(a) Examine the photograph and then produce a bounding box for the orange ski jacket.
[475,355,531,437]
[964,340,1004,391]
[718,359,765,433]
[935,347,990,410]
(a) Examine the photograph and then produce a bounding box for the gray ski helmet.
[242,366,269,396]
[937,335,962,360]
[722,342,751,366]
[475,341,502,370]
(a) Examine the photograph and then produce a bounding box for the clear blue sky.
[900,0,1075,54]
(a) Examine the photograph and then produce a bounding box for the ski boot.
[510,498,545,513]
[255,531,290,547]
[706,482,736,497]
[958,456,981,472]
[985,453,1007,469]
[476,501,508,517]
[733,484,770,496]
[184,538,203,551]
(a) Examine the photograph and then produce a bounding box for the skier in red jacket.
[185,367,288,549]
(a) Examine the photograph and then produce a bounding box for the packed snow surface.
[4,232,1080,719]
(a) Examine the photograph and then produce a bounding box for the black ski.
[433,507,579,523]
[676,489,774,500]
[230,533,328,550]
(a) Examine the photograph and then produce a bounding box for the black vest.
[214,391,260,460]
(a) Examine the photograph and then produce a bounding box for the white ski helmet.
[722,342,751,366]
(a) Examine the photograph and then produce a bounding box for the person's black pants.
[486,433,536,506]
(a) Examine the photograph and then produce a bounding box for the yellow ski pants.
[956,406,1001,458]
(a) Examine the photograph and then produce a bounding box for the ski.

--

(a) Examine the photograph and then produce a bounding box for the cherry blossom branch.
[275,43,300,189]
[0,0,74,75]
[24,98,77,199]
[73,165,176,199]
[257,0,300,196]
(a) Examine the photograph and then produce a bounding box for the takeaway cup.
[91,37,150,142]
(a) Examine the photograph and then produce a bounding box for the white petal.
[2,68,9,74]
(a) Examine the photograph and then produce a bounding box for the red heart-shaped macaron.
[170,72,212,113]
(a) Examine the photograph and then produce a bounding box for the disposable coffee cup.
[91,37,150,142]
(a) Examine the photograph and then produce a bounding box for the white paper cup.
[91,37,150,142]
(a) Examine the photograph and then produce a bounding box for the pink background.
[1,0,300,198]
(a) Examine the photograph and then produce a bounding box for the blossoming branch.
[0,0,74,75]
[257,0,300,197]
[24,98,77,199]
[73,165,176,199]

## Exercise
Go through the material above and output exactly the lines from the one containing "person's black pants." through the one containing "for the ski.".

## Result
(a) Examine the photograph and then produce a bounding box for the person's black pants.
[486,433,536,506]
(a) Examine the photograph and then produce a bounding box for the yellow ski pants.
[956,406,1001,458]
(a) Examine the photograph and then produce a bounding box for the ski.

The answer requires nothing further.